**Work order**
Scan the records below, and wherever a line has the word "blue", pull it out.

**Source information**
>>>

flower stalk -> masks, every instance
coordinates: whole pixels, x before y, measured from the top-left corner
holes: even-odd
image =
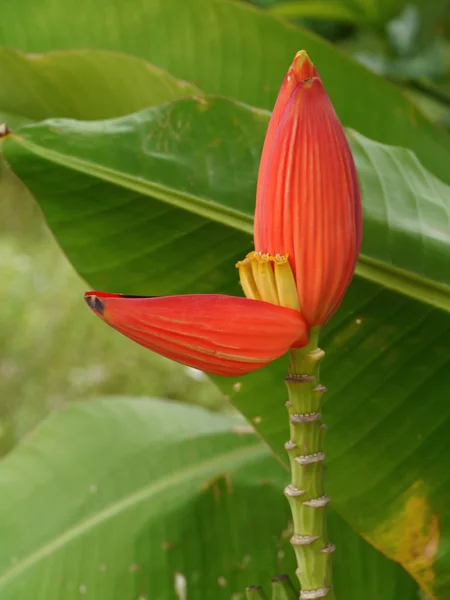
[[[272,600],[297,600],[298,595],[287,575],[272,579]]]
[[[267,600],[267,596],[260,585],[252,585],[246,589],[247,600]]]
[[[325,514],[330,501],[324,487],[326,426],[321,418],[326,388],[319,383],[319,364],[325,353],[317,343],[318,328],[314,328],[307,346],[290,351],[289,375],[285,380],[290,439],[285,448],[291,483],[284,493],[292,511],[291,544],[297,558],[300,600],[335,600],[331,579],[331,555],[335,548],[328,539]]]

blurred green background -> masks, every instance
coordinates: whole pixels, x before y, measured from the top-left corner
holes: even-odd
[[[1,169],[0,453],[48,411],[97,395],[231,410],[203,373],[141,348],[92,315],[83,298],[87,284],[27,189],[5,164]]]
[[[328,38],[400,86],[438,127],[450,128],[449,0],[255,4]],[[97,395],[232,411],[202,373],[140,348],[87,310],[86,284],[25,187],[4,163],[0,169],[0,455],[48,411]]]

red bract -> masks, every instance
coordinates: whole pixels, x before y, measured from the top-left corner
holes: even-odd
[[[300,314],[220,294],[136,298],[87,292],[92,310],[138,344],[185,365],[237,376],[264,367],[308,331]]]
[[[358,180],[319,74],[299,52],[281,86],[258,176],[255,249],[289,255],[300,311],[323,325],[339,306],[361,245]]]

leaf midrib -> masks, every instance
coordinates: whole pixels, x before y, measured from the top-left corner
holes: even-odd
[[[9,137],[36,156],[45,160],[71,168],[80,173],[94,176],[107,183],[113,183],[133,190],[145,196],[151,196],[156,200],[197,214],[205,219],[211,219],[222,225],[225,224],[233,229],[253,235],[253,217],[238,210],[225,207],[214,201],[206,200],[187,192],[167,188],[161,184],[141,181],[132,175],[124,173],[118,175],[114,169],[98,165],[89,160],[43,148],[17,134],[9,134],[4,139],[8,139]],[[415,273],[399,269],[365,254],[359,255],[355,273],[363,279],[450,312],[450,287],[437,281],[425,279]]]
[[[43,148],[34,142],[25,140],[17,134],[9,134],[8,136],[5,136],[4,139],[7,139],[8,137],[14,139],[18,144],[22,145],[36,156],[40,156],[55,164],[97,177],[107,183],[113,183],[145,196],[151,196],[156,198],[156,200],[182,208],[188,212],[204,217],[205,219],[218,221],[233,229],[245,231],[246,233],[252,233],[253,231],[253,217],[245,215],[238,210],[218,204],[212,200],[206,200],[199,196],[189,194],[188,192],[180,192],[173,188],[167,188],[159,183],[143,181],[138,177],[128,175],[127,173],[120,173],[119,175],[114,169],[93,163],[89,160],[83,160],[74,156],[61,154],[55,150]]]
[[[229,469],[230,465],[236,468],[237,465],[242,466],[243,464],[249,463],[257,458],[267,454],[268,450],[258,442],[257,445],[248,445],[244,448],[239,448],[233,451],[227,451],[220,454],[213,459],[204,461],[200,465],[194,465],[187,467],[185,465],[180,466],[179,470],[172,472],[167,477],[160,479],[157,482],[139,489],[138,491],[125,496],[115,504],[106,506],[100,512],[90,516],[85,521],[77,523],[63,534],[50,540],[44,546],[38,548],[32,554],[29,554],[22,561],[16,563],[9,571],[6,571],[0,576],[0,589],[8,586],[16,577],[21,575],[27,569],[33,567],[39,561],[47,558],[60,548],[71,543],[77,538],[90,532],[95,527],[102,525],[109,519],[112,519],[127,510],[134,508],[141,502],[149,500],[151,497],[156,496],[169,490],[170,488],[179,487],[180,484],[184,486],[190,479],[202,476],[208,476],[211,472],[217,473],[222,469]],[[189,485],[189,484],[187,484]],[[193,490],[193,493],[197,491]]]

<<<
>>>

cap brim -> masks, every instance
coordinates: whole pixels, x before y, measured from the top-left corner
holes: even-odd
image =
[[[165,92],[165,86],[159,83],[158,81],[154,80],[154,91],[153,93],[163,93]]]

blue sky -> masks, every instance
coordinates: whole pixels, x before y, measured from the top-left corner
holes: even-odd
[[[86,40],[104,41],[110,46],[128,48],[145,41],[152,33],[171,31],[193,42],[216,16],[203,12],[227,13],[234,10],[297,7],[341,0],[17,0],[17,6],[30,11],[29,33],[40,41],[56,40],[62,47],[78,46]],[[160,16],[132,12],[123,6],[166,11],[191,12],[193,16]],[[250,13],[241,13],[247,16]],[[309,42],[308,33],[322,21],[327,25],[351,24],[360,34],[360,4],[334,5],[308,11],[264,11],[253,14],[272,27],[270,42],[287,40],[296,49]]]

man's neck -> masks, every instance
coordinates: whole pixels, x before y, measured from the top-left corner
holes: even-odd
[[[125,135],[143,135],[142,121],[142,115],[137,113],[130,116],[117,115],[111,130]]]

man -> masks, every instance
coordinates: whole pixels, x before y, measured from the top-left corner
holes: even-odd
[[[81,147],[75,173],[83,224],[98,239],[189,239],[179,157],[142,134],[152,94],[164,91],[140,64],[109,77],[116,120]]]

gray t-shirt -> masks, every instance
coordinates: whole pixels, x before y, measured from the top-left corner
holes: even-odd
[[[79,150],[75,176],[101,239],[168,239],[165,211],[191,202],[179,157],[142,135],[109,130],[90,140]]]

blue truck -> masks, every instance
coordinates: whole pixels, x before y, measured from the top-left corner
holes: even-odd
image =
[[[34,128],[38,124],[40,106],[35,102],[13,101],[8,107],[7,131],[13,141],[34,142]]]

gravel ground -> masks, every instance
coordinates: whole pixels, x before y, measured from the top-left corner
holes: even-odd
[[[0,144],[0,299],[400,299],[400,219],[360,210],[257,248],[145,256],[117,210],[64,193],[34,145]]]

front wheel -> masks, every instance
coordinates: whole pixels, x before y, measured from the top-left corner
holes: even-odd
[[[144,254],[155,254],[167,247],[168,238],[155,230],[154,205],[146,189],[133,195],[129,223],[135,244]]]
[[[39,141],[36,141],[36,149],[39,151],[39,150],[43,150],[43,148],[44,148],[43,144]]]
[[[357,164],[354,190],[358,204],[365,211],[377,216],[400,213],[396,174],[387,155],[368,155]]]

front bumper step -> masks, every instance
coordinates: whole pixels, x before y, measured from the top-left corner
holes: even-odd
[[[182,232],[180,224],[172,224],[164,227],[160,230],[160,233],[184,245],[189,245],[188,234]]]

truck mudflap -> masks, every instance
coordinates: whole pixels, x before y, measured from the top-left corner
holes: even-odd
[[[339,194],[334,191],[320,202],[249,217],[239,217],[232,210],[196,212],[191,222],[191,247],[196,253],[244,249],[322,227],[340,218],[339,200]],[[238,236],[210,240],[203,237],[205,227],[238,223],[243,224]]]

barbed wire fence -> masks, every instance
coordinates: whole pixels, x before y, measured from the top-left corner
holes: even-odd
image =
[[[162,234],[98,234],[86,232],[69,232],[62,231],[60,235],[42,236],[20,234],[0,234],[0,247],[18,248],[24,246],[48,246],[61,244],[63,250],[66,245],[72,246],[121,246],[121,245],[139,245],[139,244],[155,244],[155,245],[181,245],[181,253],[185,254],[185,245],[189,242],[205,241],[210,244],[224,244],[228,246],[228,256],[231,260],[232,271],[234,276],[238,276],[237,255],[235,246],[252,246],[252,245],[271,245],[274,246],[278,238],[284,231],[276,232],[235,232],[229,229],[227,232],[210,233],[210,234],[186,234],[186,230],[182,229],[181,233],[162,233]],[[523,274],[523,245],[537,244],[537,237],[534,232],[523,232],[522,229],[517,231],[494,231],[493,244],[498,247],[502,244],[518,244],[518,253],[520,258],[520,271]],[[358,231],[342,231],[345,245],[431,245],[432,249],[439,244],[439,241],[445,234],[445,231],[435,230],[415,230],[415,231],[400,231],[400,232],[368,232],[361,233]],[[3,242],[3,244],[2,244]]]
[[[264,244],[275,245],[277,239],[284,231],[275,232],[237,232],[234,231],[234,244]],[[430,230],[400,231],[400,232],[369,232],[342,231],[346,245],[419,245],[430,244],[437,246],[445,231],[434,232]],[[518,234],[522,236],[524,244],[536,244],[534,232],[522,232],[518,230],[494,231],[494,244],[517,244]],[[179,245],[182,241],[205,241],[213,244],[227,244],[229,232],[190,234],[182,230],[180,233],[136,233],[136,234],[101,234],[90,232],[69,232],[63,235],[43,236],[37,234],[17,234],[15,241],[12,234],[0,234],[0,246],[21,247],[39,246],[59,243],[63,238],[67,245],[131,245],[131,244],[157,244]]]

<<<

**Finished exercise**
blue sky -> masks, every instance
blue truck -> masks, every instance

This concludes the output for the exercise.